- [Task description]
Leave out the pictures, and reproduce exactly the lines from the line containing "Target: street lamp" through the final line of the entries.

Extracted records

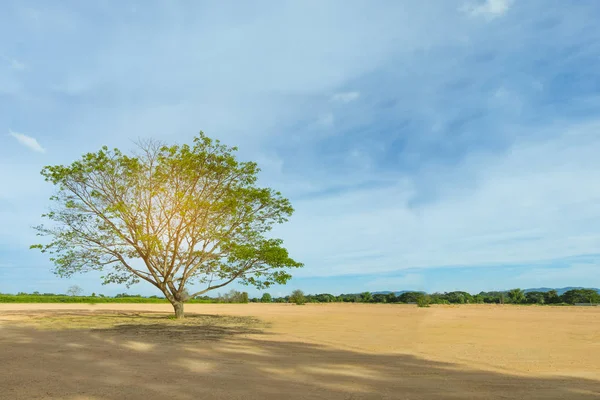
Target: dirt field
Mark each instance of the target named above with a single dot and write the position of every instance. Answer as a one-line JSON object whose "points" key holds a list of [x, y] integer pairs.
{"points": [[280, 351]]}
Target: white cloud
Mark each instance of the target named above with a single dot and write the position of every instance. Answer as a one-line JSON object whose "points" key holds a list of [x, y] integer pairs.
{"points": [[345, 97], [488, 8], [538, 201], [28, 141], [326, 120], [17, 65]]}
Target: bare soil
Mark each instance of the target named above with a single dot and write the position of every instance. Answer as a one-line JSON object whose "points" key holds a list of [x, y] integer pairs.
{"points": [[281, 351]]}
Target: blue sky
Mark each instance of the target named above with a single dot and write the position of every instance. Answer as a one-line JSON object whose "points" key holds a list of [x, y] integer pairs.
{"points": [[431, 145]]}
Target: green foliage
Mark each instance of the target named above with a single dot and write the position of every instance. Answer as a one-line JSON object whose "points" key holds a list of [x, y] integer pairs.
{"points": [[582, 296], [74, 291], [535, 297], [423, 301], [516, 296], [266, 298], [189, 214], [366, 297], [297, 297]]}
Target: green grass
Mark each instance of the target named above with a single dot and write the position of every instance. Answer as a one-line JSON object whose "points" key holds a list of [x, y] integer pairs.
{"points": [[9, 298]]}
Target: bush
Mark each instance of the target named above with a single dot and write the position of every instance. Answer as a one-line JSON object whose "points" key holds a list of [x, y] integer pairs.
{"points": [[266, 298], [423, 301], [297, 297]]}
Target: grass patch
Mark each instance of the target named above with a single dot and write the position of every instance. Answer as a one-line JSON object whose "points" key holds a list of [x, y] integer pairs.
{"points": [[10, 298], [140, 324]]}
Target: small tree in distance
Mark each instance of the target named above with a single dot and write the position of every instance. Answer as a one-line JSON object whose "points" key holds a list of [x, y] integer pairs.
{"points": [[297, 297], [74, 291], [266, 298], [172, 216]]}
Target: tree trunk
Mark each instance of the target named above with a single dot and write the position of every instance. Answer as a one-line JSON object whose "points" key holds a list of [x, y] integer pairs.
{"points": [[178, 307]]}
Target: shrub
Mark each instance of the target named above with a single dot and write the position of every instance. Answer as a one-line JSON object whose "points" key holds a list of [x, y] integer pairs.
{"points": [[297, 297], [423, 301]]}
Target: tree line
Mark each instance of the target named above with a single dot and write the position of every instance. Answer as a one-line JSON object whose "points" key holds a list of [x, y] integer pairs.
{"points": [[514, 296]]}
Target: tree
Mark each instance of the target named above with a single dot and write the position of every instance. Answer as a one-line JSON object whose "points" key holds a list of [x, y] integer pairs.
{"points": [[172, 216], [516, 296], [574, 296], [297, 297], [366, 297], [535, 297], [74, 291], [266, 298], [423, 301]]}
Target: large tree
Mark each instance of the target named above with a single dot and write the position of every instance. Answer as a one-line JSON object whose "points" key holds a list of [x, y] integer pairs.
{"points": [[174, 216]]}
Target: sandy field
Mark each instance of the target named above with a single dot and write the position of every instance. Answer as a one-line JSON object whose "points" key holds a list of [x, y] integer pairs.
{"points": [[281, 351]]}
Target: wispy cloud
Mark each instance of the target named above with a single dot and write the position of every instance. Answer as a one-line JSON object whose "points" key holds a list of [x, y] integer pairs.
{"points": [[345, 97], [326, 120], [28, 142], [408, 135], [488, 8], [17, 65]]}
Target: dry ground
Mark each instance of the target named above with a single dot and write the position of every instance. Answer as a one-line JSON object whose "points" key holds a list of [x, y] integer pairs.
{"points": [[280, 351]]}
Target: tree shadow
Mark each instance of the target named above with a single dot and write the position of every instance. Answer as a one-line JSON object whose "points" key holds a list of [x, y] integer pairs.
{"points": [[222, 360]]}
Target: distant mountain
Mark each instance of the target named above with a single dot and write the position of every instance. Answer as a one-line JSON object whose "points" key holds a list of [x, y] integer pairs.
{"points": [[395, 293], [560, 291]]}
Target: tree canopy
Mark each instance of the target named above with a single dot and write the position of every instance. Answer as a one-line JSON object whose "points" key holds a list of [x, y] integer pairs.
{"points": [[173, 216]]}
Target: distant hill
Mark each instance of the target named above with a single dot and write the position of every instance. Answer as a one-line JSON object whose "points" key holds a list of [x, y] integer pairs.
{"points": [[560, 291], [395, 293]]}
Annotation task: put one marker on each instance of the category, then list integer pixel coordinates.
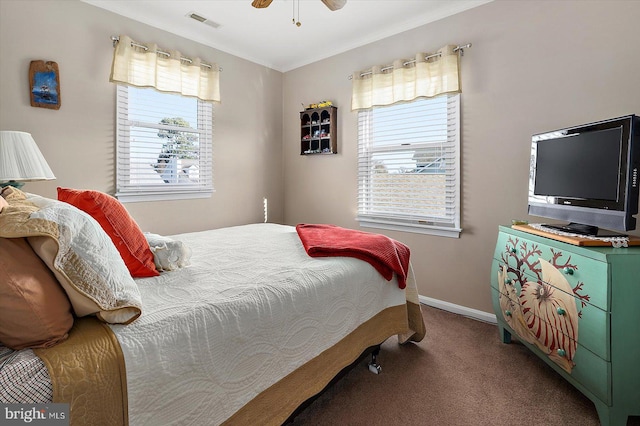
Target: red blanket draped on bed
(383, 253)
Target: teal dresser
(578, 309)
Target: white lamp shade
(20, 158)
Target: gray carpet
(460, 374)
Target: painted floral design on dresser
(538, 302)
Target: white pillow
(168, 254)
(79, 253)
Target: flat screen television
(587, 175)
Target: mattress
(251, 308)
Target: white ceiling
(270, 38)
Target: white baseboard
(458, 309)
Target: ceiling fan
(331, 4)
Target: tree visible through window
(164, 145)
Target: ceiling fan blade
(261, 3)
(334, 4)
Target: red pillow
(34, 309)
(118, 224)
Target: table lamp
(21, 160)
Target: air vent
(202, 19)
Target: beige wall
(534, 66)
(78, 139)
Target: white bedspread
(251, 308)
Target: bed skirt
(88, 370)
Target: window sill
(440, 231)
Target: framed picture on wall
(44, 84)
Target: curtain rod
(404, 64)
(116, 39)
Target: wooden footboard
(88, 372)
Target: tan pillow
(3, 203)
(78, 252)
(34, 309)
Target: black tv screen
(587, 175)
(581, 165)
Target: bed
(247, 332)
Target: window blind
(164, 145)
(408, 166)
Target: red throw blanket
(383, 253)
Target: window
(164, 145)
(409, 166)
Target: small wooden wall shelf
(319, 131)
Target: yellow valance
(167, 71)
(427, 75)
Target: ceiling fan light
(334, 4)
(260, 4)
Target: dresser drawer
(591, 371)
(585, 277)
(593, 324)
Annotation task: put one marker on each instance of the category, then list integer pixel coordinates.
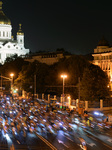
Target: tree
(94, 84)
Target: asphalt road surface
(59, 141)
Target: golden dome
(3, 17)
(20, 32)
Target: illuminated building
(9, 46)
(103, 57)
(48, 58)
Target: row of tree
(93, 81)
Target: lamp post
(12, 75)
(64, 77)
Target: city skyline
(75, 26)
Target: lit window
(3, 34)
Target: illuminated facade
(48, 58)
(9, 46)
(103, 57)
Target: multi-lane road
(59, 141)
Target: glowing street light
(12, 75)
(64, 77)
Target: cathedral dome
(103, 42)
(3, 17)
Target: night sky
(75, 25)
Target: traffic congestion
(23, 116)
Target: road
(59, 141)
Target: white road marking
(63, 143)
(109, 140)
(91, 144)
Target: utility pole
(79, 89)
(1, 82)
(35, 86)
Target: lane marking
(107, 145)
(63, 143)
(44, 140)
(91, 144)
(109, 140)
(18, 142)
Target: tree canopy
(48, 77)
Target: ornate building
(103, 57)
(9, 46)
(48, 58)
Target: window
(3, 34)
(8, 55)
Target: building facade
(48, 58)
(103, 58)
(9, 46)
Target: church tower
(20, 37)
(5, 25)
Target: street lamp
(64, 77)
(12, 75)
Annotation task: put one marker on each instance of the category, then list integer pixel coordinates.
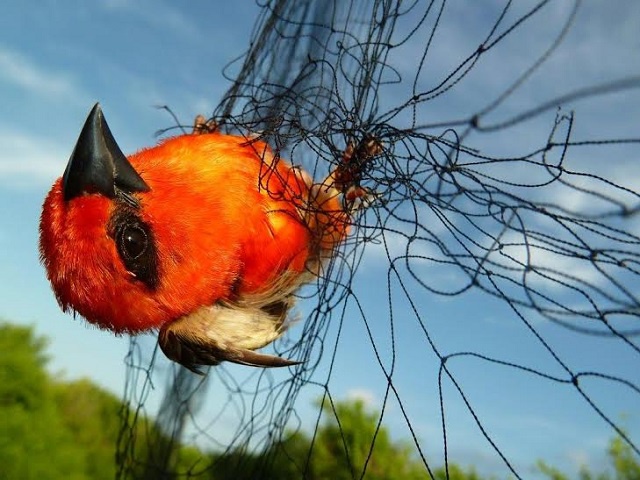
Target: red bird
(205, 237)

- [Reply to the exercise]
Target: street lamp
(64, 77)
(12, 75)
Annotation task: put one marker on each instance of the category, then list integer pixel coordinates.
Target: red bird
(205, 237)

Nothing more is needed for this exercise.